• [WHAT YOU WILL DO]:
Can you copy every one of the records below word for word, leaving nothing out and changing nothing?

• [SUPPLIED ENTRIES]:

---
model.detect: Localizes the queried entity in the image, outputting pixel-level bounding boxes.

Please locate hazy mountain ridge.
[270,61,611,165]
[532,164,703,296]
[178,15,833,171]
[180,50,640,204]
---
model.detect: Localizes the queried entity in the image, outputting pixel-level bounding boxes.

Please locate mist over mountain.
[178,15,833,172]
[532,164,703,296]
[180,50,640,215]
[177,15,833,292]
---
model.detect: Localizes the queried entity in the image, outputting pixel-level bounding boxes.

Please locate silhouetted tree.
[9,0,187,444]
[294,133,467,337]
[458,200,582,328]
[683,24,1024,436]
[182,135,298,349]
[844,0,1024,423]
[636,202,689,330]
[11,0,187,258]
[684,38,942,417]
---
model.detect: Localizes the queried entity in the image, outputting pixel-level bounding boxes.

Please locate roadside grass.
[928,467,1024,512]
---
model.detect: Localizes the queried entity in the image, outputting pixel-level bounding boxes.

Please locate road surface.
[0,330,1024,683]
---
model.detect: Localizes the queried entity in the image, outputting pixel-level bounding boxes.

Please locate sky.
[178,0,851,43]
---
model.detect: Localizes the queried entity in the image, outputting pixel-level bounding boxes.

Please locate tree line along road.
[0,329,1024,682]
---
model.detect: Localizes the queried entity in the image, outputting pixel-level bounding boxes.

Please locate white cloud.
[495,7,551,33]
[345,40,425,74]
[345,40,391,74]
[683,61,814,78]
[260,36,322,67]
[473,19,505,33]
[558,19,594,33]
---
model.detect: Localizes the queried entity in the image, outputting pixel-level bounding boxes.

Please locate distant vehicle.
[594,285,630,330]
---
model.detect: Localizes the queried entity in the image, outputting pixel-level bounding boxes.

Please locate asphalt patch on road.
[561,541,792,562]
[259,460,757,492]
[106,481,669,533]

• [CORRECT RESULT]:
---
model.detect: Localizes the queried entity in the image, outputting pixel-level bounding boxes.

Please locate hazy mountain ridge.
[270,61,611,165]
[532,164,703,296]
[178,15,833,171]
[180,50,640,204]
---
model.detect: Localizes the queried entity in the image, outputting pixel-level bounding boxes.

Please locate mist over mountain.
[178,15,833,172]
[532,164,703,296]
[180,50,640,215]
[177,15,833,292]
---
model.detect: Localizes the queried entity in the image, outputting pixel-level bounding boxes.

Please locate silhouetted tree.
[9,0,187,444]
[294,133,467,337]
[458,200,582,328]
[683,24,1024,436]
[182,135,298,349]
[844,0,1024,423]
[636,202,689,330]
[11,0,187,258]
[684,38,942,417]
---
model.detect: Localizes the queried entity in the image, outputting pixel-level bounding boxes.

Please locate roadside grass.
[928,467,1024,512]
---
model.detect: Localizes the queried entity in the image, outputting pixel-level bounding boxes.

Please locate road surface.
[0,330,1024,683]
---
model.detect: Localizes the queried entity in the image, outputting pixel-level bounding boxes.

Please locate sky.
[178,0,851,43]
---
model.detect: Localizes the queried entity in the image, outputting pixel-level bounding boxes.

Please locate tree line along road.
[0,329,1024,682]
---
model.detect: Localizes the queried entity in the image, outputting pixel-level bounding boxes.

Please locate white cloud.
[495,7,551,33]
[345,40,425,74]
[345,40,391,74]
[683,61,814,78]
[260,36,322,67]
[473,19,505,33]
[558,19,594,33]
---
model.detect: Localizes the queried entity in the image, outputting pixel-level bounding boxes.

Please locate distant vehicle.
[594,285,630,330]
---
model.detect: Localizes the queried entity in the image, outputting pixel-level bounding boxes.

Please locate asphalt patch on road.
[561,541,792,562]
[259,460,757,492]
[106,481,669,533]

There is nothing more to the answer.